### Directions
Answer the following questions from the text on heat network configuration and component sizing.
(a) What kind of pipe network can the Creative Energy Homes test site accommodate?
(b) In the double loop system, where does the generation loop deliver the heat generated at each property?
(c) What load are heat networks designed on?

### Reading text
------------------------------------------------------------------------
Heat network configuration
Network configuration is determined by the placement of infrastructure, as well as the network size and heat source location. Fortunately, the Creative Energy Homes test site can accommodate a largely soft-dig trenching system with a simple branched pipe network (see Figure 1). Branched networks allow for consumers to be connected to the main loops individually by a smaller service branch. Benefits of branched networks include flexible design, easy installation, and additional branches can be added to the network loop at later stages.
As mentioned, project SCENIC is the first MES (Multi-vector Energy System) DHN with truly distributed energy generation. Consequently, a novel network configuration was required to facilitate prosumer and consumer participation at each property. A double loop system has been installed, where a network loop supplies heat to each property via a consumer HIU (heat interface unit) (see Figure 2), and a generation loop delivers heat generated at each property through a prosumer HIU to a CTS (central thermal store) (see Figure 2).
Network component sizing
Heat networks are designed on peak load in winter, yet year round efficiency needs to be considered. Despite peak load needing to be met, oversizing needs to be balanced against technically practical and economically feasible component selection. For most of the year the system will only operate at part load with peak output is only needed for a few hours.
------------------------------------------------------------------------
### Extracted data
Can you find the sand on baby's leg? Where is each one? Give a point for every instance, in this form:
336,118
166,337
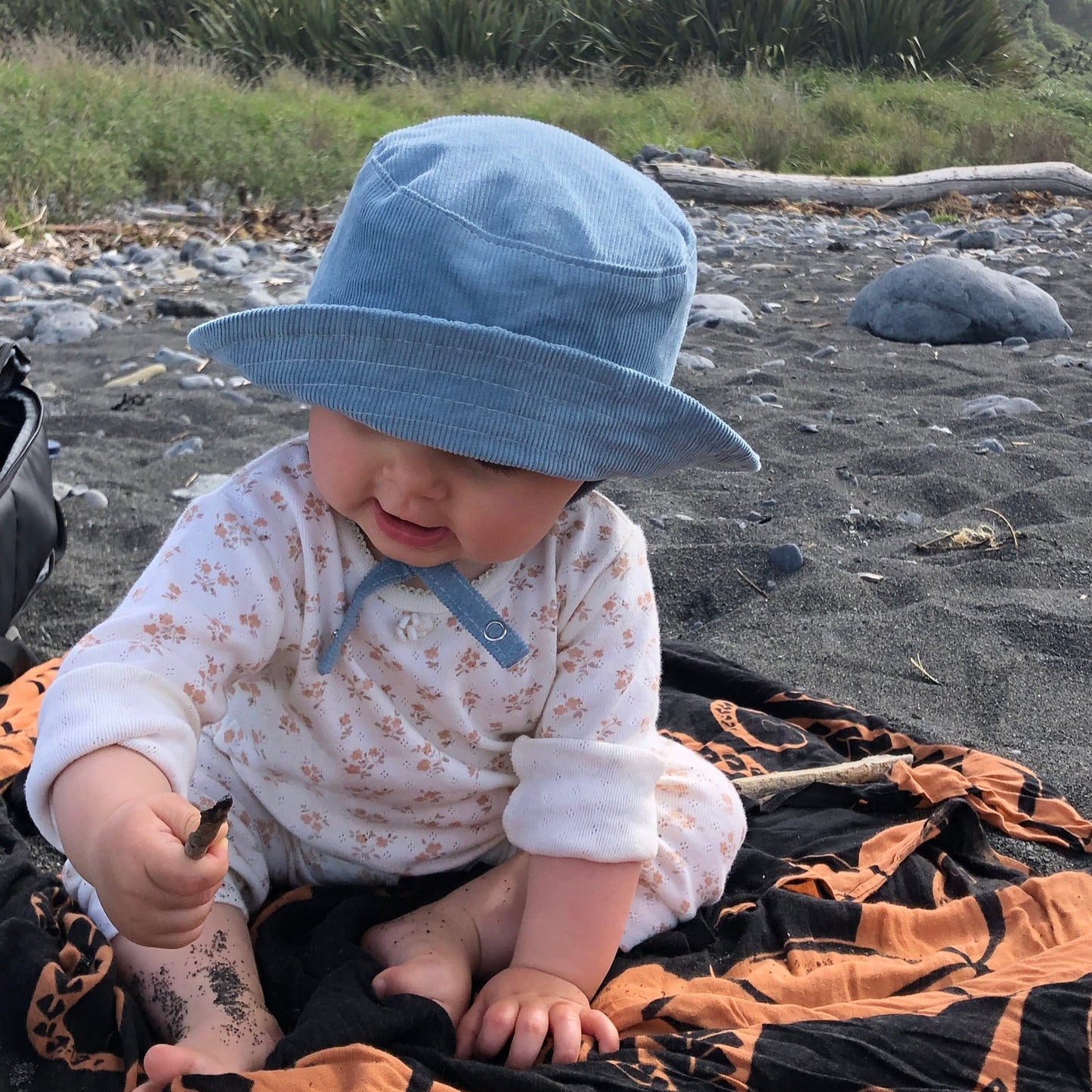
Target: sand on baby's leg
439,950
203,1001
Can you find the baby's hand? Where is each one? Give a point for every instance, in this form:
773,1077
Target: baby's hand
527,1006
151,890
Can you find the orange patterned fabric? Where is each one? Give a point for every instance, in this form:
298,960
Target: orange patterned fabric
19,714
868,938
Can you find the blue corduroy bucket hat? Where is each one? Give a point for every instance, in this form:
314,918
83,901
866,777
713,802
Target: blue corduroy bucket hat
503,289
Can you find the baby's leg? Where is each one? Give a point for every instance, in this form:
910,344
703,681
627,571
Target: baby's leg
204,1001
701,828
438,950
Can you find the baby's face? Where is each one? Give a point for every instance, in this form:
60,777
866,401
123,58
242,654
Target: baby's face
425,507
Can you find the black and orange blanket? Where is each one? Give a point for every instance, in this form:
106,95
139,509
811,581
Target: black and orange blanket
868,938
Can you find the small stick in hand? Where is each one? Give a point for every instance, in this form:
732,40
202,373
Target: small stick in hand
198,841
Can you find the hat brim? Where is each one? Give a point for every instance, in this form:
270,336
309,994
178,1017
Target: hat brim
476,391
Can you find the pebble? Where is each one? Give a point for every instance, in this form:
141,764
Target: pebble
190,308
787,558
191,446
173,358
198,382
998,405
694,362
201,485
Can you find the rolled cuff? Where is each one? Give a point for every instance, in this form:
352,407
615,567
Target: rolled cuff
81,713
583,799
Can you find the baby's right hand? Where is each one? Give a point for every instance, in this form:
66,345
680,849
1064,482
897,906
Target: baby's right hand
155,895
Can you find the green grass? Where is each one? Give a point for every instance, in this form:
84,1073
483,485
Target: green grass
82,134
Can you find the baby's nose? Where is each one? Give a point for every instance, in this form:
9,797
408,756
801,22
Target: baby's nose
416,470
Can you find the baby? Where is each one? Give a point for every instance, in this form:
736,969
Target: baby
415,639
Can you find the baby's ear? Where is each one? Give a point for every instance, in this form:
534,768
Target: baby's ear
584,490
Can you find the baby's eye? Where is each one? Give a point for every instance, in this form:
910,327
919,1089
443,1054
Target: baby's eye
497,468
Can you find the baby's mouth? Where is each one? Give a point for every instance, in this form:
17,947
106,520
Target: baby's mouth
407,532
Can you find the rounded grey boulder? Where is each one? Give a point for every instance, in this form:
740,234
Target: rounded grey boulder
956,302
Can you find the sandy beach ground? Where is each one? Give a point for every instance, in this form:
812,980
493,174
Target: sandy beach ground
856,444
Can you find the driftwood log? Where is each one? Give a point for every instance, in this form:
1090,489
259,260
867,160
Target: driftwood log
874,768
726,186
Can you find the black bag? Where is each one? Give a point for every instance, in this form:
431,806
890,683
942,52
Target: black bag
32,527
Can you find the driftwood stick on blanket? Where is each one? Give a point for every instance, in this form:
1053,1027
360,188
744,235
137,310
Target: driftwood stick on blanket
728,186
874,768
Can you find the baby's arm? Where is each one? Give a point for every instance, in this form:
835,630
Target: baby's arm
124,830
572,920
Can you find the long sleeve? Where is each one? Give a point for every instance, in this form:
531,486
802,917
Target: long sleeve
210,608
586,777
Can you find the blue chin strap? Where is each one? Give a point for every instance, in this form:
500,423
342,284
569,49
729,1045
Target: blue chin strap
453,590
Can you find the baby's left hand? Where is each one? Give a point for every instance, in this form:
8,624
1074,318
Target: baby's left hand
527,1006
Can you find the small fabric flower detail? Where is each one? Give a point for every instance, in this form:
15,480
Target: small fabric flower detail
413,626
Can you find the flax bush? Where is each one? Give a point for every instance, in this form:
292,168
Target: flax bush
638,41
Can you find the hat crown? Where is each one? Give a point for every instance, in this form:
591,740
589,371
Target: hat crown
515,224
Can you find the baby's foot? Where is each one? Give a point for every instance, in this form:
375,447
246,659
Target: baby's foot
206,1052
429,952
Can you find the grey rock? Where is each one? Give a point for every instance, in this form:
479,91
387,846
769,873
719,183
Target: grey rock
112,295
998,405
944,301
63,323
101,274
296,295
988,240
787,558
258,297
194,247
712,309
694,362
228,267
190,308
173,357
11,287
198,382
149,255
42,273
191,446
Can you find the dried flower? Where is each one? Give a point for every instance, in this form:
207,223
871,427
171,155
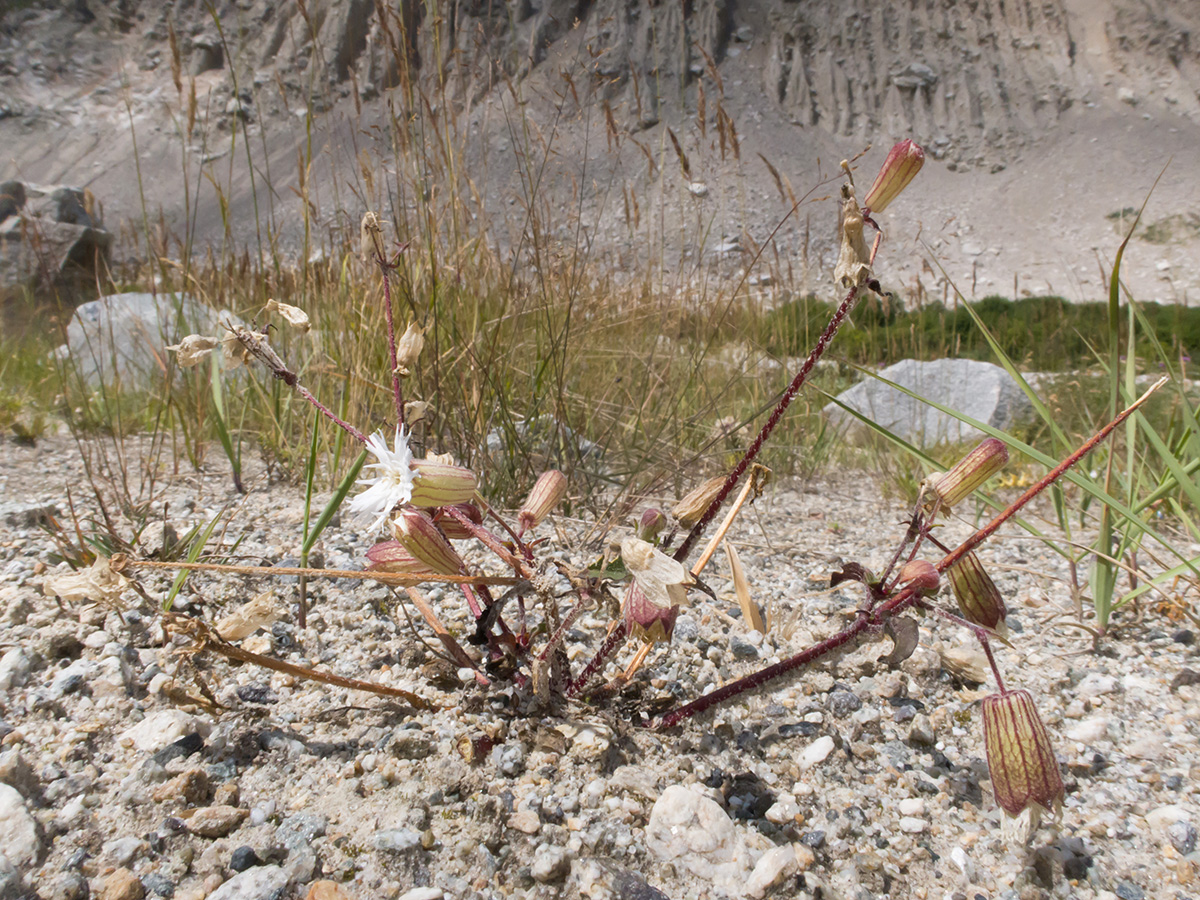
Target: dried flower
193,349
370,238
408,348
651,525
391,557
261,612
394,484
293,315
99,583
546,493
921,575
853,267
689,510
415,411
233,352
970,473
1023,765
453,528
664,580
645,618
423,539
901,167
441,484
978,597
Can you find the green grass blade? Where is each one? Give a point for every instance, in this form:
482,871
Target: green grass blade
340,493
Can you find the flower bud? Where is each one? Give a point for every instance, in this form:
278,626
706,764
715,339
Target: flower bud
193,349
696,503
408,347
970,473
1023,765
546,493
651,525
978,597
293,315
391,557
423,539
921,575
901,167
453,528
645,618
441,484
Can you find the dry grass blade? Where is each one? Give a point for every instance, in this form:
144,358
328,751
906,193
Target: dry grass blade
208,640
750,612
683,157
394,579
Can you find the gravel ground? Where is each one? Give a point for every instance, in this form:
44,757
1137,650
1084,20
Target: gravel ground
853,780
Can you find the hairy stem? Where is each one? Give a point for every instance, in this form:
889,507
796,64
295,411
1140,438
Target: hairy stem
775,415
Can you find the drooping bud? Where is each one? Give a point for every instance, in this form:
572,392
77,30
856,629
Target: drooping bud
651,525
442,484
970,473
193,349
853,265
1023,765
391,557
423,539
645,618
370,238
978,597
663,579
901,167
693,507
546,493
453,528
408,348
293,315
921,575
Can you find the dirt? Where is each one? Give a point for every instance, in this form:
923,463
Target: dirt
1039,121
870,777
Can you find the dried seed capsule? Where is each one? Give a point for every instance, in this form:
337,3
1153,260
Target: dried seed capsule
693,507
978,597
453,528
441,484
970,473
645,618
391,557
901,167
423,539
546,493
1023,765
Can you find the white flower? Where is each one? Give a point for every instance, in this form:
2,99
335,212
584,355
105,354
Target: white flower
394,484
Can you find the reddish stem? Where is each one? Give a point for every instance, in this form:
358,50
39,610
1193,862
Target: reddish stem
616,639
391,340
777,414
------------------------------------------------------------------------
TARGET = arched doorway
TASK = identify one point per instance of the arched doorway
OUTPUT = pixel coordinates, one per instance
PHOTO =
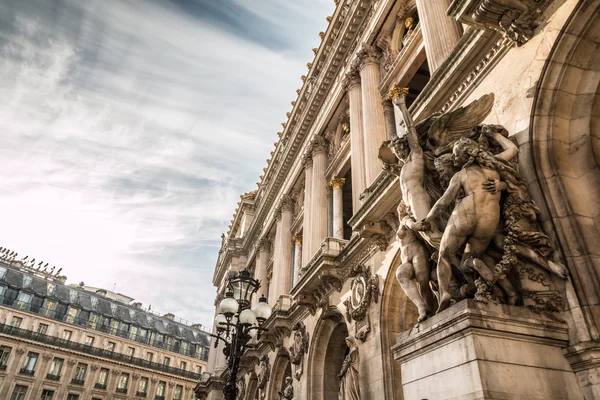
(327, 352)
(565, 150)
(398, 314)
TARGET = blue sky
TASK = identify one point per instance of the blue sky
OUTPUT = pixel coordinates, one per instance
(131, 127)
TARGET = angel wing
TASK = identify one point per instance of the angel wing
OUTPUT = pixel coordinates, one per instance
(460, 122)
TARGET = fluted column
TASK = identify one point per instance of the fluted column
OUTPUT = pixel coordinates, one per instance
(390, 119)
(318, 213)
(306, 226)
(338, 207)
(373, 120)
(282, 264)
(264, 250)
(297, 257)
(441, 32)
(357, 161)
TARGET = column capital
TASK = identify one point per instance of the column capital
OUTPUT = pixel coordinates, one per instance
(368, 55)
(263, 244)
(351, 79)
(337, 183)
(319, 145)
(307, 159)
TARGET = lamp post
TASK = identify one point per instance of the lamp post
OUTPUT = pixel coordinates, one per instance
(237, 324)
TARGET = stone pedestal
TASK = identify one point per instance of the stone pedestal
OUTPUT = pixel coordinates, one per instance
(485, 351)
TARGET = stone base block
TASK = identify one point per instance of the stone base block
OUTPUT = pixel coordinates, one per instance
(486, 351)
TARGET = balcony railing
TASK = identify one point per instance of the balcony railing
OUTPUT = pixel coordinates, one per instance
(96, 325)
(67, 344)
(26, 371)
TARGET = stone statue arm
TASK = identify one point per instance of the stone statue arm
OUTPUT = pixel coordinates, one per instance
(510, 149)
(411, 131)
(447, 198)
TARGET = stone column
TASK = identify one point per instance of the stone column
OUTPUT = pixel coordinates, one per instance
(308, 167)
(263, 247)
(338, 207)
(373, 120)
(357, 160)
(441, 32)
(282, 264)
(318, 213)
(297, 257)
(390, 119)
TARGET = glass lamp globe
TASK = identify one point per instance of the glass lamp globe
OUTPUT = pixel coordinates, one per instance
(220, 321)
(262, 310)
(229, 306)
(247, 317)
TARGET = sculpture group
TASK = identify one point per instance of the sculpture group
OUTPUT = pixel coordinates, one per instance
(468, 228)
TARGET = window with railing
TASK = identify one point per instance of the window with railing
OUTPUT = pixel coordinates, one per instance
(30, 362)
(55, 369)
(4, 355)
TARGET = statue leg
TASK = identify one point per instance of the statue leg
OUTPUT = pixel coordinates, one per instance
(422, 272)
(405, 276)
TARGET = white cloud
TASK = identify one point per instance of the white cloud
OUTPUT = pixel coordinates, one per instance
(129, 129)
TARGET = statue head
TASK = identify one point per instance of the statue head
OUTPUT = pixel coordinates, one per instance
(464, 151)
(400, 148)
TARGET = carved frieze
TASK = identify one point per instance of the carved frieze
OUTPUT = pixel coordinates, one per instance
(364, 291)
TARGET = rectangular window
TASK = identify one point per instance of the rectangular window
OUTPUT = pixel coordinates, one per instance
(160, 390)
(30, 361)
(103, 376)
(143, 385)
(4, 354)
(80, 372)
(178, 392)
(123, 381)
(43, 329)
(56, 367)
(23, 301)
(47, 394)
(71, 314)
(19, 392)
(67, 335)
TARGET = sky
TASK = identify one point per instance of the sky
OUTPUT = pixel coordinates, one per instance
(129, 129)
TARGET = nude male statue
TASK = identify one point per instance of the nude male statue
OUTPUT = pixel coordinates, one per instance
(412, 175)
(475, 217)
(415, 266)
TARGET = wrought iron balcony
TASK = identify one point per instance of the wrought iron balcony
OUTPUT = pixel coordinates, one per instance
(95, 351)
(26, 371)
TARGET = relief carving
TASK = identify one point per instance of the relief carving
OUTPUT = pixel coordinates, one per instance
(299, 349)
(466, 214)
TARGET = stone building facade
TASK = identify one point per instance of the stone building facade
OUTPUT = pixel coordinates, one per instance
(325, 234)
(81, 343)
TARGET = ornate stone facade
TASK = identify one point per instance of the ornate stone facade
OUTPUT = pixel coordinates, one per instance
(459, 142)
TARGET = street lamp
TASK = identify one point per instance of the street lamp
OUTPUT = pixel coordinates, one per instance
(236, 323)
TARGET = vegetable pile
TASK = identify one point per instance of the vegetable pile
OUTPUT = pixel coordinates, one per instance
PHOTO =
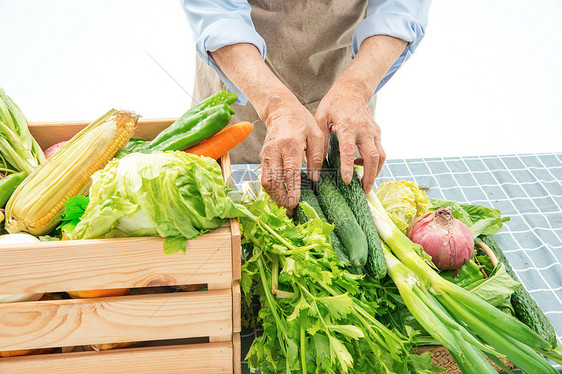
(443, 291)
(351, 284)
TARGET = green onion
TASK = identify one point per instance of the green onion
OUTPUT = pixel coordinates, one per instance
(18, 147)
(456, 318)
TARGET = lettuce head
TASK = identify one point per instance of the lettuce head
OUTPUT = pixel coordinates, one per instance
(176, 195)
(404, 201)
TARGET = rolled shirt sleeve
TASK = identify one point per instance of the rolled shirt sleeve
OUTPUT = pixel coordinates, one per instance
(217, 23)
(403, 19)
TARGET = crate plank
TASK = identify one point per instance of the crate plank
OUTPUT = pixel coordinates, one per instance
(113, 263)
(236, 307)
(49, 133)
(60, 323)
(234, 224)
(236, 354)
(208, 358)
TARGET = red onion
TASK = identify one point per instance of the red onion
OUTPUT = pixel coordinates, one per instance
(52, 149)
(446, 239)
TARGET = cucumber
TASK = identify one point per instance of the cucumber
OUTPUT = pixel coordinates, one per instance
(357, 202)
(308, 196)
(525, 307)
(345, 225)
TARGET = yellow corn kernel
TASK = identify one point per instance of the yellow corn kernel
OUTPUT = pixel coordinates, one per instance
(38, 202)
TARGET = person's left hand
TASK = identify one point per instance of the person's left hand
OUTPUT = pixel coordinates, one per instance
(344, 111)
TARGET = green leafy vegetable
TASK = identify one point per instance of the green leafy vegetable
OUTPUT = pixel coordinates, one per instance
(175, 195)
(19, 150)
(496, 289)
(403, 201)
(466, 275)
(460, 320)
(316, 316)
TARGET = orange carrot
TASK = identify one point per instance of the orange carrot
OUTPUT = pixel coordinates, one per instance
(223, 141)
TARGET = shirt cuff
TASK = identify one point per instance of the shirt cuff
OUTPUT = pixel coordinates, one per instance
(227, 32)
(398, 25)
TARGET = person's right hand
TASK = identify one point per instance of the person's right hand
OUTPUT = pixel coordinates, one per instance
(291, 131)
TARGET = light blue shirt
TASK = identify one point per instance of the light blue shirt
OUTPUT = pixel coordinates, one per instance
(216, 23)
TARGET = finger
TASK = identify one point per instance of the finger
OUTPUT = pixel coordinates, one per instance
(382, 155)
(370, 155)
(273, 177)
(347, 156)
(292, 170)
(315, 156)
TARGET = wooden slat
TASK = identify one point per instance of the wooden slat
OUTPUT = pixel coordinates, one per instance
------------------------------------------------------------------------
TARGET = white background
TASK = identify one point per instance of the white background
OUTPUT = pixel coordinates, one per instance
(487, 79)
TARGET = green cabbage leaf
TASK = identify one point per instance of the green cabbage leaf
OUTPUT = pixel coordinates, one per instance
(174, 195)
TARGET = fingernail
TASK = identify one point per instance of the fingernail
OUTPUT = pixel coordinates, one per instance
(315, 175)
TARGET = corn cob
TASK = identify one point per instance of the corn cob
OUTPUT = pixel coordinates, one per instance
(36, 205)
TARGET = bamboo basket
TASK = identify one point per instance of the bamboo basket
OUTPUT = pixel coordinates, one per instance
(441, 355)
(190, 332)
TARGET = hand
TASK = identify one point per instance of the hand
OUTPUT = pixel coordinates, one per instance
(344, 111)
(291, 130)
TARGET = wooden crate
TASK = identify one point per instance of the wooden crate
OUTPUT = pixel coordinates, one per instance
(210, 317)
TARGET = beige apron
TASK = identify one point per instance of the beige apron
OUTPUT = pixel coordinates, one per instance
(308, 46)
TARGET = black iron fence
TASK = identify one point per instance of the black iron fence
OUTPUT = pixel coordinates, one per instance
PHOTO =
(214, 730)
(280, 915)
------------------------------------------------------------------------
### Answer in full
(a) A simple branched pipe network, with a largely soft-dig trenching system.
(b) Through a prosumer HIU to a CTS (central thermal store).
(c) Peak load in winter.